- Task prompt -
Find every line in the records below that contains the string "console", matching case exactly, and copy each of those lines.

....

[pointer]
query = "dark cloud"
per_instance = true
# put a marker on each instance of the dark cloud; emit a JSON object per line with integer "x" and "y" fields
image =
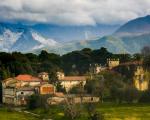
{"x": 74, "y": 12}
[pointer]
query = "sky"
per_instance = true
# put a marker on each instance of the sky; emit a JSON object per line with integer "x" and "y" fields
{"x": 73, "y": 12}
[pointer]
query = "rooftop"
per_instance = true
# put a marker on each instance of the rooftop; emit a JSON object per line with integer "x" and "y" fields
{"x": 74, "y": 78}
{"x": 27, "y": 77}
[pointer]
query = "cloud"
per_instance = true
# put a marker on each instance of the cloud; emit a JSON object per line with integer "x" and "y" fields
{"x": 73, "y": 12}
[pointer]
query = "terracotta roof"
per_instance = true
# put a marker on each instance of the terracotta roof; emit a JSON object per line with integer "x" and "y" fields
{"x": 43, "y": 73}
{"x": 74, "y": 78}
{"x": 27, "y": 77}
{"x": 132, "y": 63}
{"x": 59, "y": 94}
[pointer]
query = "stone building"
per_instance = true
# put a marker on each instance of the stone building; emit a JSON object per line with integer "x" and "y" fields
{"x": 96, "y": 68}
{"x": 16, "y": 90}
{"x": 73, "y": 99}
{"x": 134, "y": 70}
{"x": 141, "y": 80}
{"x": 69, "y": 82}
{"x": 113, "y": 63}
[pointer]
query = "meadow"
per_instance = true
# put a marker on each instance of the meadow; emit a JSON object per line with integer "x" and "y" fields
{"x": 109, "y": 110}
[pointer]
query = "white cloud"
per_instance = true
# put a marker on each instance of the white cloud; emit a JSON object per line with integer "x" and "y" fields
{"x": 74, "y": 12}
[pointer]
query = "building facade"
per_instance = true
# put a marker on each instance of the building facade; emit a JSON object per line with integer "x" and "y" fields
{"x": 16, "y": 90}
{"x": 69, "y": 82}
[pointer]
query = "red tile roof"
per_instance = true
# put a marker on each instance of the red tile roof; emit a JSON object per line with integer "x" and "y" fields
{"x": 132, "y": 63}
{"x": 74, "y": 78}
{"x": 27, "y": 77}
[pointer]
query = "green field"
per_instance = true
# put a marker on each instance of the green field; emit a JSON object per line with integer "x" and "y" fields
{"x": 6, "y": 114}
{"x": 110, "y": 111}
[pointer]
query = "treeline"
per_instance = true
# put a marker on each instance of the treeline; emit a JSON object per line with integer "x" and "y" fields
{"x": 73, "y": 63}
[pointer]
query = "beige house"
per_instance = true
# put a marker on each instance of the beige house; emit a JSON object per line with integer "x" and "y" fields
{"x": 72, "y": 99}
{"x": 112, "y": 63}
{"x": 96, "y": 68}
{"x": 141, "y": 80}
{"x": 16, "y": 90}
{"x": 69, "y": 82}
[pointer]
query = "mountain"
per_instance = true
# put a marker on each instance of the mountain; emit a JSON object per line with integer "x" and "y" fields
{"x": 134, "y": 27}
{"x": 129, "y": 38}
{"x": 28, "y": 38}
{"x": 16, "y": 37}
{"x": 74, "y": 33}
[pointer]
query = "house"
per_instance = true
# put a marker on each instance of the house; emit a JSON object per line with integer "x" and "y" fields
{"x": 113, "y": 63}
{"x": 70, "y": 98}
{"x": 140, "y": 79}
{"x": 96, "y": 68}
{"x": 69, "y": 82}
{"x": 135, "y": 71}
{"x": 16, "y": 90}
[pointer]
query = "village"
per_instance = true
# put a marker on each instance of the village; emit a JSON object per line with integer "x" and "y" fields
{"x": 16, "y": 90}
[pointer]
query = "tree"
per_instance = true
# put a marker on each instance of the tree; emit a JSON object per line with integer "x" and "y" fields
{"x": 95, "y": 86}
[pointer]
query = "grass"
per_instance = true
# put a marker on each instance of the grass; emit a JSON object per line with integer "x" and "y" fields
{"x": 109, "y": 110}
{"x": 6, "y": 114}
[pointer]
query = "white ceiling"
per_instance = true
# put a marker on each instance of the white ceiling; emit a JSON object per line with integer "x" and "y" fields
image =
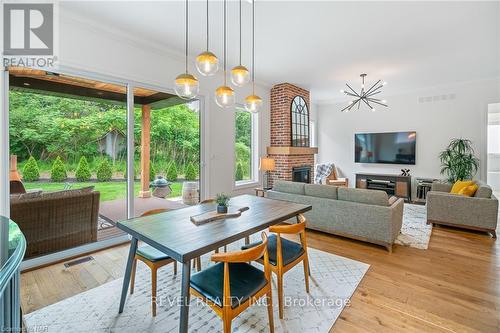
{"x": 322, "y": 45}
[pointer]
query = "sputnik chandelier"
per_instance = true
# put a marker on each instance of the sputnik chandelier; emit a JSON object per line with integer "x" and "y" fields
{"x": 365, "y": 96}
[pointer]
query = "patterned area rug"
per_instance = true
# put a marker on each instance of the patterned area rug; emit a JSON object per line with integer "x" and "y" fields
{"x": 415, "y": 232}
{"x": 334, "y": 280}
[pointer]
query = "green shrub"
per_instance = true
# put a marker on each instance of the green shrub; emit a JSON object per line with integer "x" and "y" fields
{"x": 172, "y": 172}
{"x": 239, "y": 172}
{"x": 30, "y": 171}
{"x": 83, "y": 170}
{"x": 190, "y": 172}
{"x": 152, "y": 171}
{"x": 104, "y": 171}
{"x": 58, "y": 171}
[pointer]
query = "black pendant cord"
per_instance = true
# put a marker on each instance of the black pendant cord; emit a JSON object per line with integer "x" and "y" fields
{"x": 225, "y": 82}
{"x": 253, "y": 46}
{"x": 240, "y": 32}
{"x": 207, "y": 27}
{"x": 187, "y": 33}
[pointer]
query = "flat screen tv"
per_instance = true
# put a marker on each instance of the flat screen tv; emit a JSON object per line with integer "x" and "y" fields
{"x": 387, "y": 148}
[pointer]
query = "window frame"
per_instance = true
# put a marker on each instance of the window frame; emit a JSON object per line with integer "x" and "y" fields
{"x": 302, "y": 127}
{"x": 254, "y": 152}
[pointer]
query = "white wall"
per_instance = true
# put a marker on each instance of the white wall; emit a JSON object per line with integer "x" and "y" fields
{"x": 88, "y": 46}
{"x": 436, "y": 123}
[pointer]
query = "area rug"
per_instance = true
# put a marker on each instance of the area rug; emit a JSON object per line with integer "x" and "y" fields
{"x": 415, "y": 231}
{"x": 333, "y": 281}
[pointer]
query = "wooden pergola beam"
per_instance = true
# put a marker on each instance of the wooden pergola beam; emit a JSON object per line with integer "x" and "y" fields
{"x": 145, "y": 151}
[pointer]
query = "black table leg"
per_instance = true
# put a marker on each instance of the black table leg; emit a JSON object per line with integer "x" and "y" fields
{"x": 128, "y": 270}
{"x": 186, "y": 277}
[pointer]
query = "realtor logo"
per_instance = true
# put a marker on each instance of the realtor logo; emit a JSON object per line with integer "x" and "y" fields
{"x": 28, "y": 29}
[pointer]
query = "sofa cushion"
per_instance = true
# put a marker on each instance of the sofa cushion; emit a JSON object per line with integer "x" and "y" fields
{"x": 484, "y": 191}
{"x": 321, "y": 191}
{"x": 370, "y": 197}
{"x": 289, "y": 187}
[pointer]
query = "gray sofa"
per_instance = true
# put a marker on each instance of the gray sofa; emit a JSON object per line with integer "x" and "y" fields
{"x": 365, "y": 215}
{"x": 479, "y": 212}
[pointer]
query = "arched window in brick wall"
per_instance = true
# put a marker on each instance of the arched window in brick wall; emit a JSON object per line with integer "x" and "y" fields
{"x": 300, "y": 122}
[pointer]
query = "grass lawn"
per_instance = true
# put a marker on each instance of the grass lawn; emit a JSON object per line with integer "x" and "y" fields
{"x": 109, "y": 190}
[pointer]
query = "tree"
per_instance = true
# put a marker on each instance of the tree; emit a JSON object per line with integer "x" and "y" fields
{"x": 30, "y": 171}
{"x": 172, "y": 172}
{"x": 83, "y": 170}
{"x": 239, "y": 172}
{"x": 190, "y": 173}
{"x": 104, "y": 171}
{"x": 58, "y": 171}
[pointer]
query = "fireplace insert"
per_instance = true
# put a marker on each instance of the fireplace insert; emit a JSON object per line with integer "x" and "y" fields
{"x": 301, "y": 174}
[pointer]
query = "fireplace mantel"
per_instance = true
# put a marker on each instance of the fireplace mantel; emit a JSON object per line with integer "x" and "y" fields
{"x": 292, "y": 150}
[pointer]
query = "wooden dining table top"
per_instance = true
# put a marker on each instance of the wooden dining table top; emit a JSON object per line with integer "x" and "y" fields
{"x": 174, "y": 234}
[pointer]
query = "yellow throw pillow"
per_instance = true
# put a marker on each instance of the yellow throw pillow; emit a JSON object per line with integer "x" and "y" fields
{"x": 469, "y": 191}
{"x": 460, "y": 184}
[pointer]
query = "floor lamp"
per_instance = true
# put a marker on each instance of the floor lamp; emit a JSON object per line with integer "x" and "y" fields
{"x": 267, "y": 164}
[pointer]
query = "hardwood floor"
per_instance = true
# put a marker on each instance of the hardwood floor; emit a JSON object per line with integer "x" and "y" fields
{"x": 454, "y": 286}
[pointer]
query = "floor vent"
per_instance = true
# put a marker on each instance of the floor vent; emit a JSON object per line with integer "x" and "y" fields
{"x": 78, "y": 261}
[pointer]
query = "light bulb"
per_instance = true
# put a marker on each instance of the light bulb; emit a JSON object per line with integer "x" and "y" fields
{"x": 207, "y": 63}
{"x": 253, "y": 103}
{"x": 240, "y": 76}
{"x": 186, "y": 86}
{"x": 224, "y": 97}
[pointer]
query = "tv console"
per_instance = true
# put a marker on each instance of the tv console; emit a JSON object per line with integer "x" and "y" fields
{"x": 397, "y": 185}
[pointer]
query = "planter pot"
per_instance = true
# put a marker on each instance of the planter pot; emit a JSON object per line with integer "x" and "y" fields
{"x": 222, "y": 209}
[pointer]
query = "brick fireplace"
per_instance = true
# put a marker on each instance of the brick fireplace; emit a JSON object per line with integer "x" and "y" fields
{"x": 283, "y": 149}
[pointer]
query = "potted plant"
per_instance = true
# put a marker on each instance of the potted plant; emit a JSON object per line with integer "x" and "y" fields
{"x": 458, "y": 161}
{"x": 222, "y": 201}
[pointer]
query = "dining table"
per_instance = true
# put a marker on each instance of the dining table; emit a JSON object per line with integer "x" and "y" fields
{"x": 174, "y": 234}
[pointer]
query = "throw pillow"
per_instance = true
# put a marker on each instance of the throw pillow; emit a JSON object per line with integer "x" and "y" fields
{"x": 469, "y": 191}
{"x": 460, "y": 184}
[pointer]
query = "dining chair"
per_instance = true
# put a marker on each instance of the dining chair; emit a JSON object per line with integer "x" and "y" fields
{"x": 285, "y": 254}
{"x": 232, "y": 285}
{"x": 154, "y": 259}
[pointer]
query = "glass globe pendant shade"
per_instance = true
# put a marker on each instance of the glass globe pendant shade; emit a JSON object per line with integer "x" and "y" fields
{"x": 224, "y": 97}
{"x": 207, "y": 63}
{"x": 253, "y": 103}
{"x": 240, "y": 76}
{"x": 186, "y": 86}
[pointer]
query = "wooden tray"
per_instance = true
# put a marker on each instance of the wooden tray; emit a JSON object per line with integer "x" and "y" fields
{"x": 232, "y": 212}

....

- Exercise output -
query = "tv console"
# put a marker on each instance of the tv console; emit a JSON object per line with integer "x" and "y" fields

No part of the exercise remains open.